§ **The problem**:
Can you copy the entries word for word, from their first line down to and including the line that contains "6], [319, 9]]"?

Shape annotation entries
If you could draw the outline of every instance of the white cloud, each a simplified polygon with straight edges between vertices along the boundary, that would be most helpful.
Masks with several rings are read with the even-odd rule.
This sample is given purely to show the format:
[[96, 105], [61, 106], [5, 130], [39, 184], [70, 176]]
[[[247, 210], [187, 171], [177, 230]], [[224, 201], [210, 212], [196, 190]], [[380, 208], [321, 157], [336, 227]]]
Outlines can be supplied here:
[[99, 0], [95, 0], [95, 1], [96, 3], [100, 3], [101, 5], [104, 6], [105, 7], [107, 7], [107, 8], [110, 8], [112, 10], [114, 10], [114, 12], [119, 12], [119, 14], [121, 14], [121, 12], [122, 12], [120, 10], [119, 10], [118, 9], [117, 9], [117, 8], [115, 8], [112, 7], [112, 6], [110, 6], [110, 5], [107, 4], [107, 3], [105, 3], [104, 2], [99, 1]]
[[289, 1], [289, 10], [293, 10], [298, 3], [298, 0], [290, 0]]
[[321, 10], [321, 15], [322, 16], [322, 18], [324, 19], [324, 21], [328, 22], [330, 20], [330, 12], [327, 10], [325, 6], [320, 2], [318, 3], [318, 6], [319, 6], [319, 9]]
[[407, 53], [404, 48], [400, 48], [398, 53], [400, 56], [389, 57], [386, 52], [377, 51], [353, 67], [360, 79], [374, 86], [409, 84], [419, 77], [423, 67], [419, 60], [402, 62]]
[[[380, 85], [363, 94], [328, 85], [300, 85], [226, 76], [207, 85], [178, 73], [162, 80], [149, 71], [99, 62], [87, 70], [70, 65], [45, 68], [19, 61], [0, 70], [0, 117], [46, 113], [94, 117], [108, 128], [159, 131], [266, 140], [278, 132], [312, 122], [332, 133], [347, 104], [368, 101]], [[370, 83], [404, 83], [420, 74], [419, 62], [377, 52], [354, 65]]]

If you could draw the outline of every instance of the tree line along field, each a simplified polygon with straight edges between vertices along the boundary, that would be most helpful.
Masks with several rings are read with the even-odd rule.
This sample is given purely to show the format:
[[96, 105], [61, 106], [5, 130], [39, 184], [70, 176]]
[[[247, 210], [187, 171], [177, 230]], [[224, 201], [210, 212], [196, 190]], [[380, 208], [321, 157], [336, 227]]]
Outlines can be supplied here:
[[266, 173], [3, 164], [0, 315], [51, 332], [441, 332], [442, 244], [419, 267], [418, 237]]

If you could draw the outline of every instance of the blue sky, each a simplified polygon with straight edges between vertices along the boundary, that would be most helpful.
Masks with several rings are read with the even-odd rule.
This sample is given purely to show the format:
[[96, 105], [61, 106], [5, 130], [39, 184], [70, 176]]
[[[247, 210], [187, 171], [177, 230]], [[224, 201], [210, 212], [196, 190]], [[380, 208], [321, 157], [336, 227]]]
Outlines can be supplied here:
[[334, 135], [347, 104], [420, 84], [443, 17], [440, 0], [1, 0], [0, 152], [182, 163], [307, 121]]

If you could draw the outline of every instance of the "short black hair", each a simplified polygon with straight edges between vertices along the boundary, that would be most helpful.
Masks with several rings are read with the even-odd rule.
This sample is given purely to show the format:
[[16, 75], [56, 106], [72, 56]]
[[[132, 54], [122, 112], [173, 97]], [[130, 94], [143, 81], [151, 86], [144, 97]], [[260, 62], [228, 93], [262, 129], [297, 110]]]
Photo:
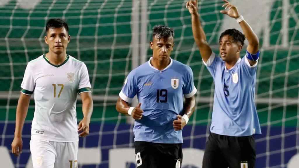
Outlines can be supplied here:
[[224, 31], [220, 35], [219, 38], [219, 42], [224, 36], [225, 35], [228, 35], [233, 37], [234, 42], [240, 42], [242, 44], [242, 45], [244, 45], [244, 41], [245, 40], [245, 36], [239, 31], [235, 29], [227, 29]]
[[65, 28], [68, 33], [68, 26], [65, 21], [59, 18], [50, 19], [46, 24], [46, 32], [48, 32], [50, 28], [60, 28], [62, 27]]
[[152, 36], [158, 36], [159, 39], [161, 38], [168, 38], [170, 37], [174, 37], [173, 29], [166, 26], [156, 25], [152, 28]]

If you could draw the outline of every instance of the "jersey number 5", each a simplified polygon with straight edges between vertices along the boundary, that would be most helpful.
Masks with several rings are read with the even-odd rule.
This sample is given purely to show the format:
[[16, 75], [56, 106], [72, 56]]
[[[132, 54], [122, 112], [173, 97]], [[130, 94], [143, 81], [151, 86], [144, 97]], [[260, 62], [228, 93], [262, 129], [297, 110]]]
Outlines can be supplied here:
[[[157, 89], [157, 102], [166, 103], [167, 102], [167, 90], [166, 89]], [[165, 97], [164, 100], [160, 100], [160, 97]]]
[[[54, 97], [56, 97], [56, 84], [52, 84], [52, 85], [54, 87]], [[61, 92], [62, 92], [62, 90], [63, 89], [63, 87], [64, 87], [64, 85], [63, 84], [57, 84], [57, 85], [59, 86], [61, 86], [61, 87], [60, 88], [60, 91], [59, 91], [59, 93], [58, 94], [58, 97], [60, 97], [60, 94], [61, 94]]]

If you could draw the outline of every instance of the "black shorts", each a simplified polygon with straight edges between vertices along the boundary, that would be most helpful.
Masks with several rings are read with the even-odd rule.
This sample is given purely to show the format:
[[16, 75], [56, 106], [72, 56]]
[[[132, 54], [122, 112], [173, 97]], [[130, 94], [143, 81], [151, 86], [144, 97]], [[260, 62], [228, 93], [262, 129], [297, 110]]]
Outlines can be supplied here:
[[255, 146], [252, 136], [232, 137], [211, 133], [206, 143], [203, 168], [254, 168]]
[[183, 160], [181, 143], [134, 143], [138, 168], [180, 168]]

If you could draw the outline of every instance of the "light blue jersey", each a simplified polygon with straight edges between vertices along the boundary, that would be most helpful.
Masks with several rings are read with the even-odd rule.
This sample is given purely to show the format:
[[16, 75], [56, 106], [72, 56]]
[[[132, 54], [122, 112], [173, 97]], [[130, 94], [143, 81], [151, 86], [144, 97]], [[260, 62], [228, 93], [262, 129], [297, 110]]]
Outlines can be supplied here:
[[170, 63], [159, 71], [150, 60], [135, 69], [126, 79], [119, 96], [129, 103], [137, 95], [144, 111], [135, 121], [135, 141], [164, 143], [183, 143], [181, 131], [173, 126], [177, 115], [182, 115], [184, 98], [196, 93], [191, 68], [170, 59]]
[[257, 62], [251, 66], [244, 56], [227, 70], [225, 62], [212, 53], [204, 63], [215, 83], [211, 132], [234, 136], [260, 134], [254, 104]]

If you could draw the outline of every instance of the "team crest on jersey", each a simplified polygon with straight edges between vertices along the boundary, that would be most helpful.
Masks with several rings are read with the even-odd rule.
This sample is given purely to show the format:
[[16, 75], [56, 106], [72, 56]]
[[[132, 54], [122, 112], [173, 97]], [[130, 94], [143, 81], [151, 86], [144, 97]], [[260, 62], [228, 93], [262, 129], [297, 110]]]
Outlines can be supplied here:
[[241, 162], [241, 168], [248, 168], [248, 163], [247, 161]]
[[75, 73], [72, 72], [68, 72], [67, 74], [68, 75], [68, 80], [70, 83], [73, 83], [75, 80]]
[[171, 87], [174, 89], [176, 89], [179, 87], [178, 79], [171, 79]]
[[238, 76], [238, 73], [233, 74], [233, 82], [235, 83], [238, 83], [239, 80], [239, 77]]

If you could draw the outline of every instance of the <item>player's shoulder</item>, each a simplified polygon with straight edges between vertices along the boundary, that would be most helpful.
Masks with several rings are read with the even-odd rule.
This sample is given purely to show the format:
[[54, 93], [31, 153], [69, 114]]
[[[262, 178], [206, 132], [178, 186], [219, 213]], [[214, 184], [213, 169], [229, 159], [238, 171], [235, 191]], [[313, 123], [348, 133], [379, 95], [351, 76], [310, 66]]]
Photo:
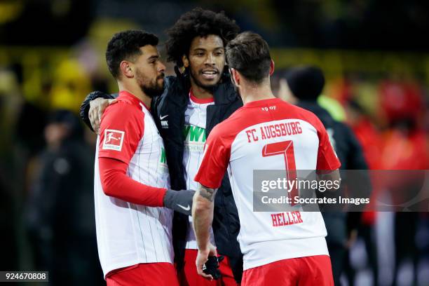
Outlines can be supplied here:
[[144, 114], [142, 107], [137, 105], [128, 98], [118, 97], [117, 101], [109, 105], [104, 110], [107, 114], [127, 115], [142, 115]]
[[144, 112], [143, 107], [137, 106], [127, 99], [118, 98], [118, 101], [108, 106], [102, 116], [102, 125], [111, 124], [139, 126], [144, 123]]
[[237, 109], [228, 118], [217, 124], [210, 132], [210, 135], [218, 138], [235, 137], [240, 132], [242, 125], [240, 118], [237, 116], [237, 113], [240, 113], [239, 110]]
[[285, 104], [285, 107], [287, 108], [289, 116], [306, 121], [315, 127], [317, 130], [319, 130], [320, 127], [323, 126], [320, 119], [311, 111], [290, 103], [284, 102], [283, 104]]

§ **Exercise answer**:
If you could draw the outline of every instance of the white cloud, each a simplified polygon with straight edges between vertices along the boundary, that would be most helpful.
Masks with several rings are read with the even-odd rule.
This sample is given purely to show the format:
[[96, 105], [61, 106], [5, 130], [39, 184], [70, 176]]
[[[247, 210], [187, 171], [177, 230]], [[224, 201], [210, 212], [196, 190]], [[380, 208], [321, 157], [336, 227]]]
Outlines can be supplied here:
[[99, 0], [95, 0], [95, 1], [96, 3], [100, 3], [101, 5], [104, 6], [105, 7], [107, 7], [107, 8], [110, 8], [112, 10], [114, 10], [114, 12], [119, 12], [119, 14], [121, 14], [121, 12], [122, 12], [120, 10], [119, 10], [118, 9], [117, 9], [117, 8], [115, 8], [112, 7], [112, 6], [110, 6], [110, 5], [107, 4], [107, 3], [105, 3], [104, 2], [99, 1]]
[[289, 1], [289, 10], [293, 10], [298, 3], [298, 0], [290, 0]]
[[321, 10], [321, 15], [322, 16], [322, 18], [324, 19], [324, 21], [328, 22], [330, 20], [330, 12], [327, 10], [325, 6], [320, 2], [318, 3], [318, 6], [319, 6], [319, 9]]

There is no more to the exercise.